◆ Your task ◆
Restate the whole of the material. Keep every word, and drop the pictures.

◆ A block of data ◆
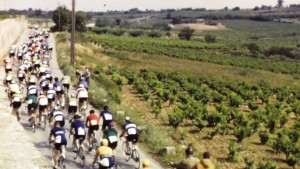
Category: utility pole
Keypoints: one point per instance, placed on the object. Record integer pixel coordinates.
(59, 28)
(72, 57)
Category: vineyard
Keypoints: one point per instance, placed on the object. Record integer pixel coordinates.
(199, 51)
(221, 108)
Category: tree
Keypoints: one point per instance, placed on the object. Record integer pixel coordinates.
(62, 17)
(186, 33)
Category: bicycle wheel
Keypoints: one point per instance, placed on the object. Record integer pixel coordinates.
(125, 151)
(94, 143)
(136, 158)
(81, 156)
(45, 121)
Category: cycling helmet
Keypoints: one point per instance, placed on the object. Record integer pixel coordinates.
(111, 125)
(146, 163)
(127, 119)
(189, 151)
(104, 142)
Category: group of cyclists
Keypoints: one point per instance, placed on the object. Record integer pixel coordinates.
(30, 81)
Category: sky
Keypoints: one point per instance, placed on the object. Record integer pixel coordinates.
(104, 5)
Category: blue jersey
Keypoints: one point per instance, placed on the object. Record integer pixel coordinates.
(78, 127)
(59, 135)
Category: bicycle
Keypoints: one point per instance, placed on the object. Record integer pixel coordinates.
(131, 152)
(60, 162)
(79, 152)
(100, 163)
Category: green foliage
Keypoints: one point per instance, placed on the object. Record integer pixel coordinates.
(186, 33)
(267, 165)
(210, 38)
(233, 152)
(176, 118)
(264, 137)
(235, 100)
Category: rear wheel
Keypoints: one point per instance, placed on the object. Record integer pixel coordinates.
(125, 151)
(136, 158)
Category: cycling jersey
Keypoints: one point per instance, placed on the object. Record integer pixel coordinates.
(78, 127)
(59, 135)
(42, 100)
(82, 93)
(107, 118)
(66, 80)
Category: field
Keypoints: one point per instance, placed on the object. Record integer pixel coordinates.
(241, 105)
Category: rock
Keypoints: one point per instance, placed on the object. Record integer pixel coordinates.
(170, 150)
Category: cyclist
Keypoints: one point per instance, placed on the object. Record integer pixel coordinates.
(146, 164)
(43, 103)
(58, 116)
(32, 89)
(66, 80)
(8, 78)
(131, 130)
(106, 116)
(13, 88)
(105, 155)
(44, 84)
(16, 103)
(31, 107)
(77, 129)
(59, 89)
(72, 106)
(205, 163)
(111, 134)
(82, 95)
(87, 75)
(58, 136)
(190, 162)
(8, 64)
(92, 122)
(32, 80)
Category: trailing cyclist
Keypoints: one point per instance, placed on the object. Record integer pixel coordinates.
(130, 129)
(58, 136)
(57, 115)
(92, 122)
(77, 129)
(111, 134)
(72, 106)
(31, 107)
(106, 116)
(104, 155)
(59, 89)
(66, 80)
(82, 95)
(16, 103)
(43, 103)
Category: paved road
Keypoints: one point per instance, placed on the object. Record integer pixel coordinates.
(40, 137)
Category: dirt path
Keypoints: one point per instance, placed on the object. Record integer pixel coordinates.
(16, 149)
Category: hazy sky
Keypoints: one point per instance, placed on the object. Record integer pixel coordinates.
(104, 5)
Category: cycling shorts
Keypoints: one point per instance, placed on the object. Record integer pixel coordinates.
(93, 128)
(82, 100)
(16, 105)
(72, 109)
(42, 107)
(58, 146)
(133, 138)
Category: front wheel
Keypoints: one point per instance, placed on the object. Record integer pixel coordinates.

◆ Task result ◆
Category: utility pole
Keypoints: one point per instance, placed on the object. Record integer pixel coordinates.
(59, 28)
(72, 57)
Category: vineyard
Keypoints: one point per instance, placed on the object. Record integer pixel coordinates.
(199, 51)
(221, 108)
Category: tree
Keypoints: one point per instance, placed on the object. Record integer pixel coordinates.
(62, 17)
(186, 33)
Category: bicycle wheel
Keypoints: one point per instance, placed on the object. Record integer pixel coordinates.
(125, 151)
(94, 143)
(136, 158)
(81, 156)
(45, 121)
Category: cycling helmet
Keypoints: one point per instance, placed on the object. Record integer pixel coordinates.
(111, 125)
(146, 163)
(127, 119)
(189, 151)
(104, 142)
Category: group of cyclists
Keypoints: one point per instance, placed on the object. Record integer pixel coordinates.
(30, 81)
Category: sky
Keypoints: one point per instance, placed on the object. Record integer pixel coordinates.
(104, 5)
Category: blue jersey
Keypoints: one point per instance, placed on the object. Record integer pixel coordinates.
(78, 127)
(59, 135)
Category: bicycle
Keypoints: one point per instance, placed on the object. Record integer pixel coordinates.
(131, 152)
(60, 162)
(79, 152)
(100, 163)
Category: green foliage
Keypoints: one point per instance, placed on the object. Record integer pixel coordinates.
(186, 33)
(267, 165)
(210, 38)
(233, 152)
(176, 118)
(264, 137)
(235, 100)
Category: rear wheel
Keypoints: one point per instance, placed on the object. Record integer pixel coordinates.
(125, 151)
(136, 158)
Category: cycling jersey
Keypoints: one point per instance, placed on the object. Record integer pixel coordinates.
(78, 127)
(59, 135)
(42, 100)
(82, 93)
(107, 118)
(66, 80)
Category: field
Keypoints: one point per instance, placed on the object. Record integer pixel coordinates.
(241, 105)
Category: rock
Keypoints: one point per instance, placed on the object. Record integer pixel coordinates.
(170, 150)
Category: cyclist
Keypoints: one point per instance, placed on the object. Record integer pixel coordinates.
(146, 164)
(43, 103)
(58, 116)
(32, 89)
(66, 80)
(8, 78)
(131, 130)
(106, 116)
(13, 88)
(105, 155)
(44, 84)
(16, 103)
(31, 107)
(77, 129)
(59, 89)
(72, 106)
(205, 163)
(111, 134)
(82, 95)
(87, 75)
(58, 136)
(190, 162)
(8, 64)
(92, 122)
(32, 80)
Category: trailing cyclist
Keypoints: one point per instance, placed on the object. Record integer pixel coordinates.
(130, 129)
(58, 136)
(57, 115)
(92, 122)
(77, 129)
(111, 134)
(72, 106)
(31, 107)
(106, 116)
(104, 155)
(59, 89)
(66, 80)
(82, 95)
(16, 103)
(43, 103)
Category: paved road
Keypoints: one point per instance, placed on the object. Record integer pixel coordinates.
(40, 137)
Category: dirt path
Keypoints: one point per instance, placed on the object. Record integer pixel coordinates.
(16, 149)
Category: hazy sky
Keypoints: one point per instance, placed on the object. Record integer pixel coordinates.
(104, 5)
Category: cycling shorts
Keypoints: one point per instance, placed on the object. Record integer pixel coordinates.
(93, 128)
(82, 100)
(16, 105)
(72, 109)
(42, 107)
(58, 146)
(133, 138)
Category: front wheel
Keypoints: one point per instance, placed on the object. Record integer pixel coordinates.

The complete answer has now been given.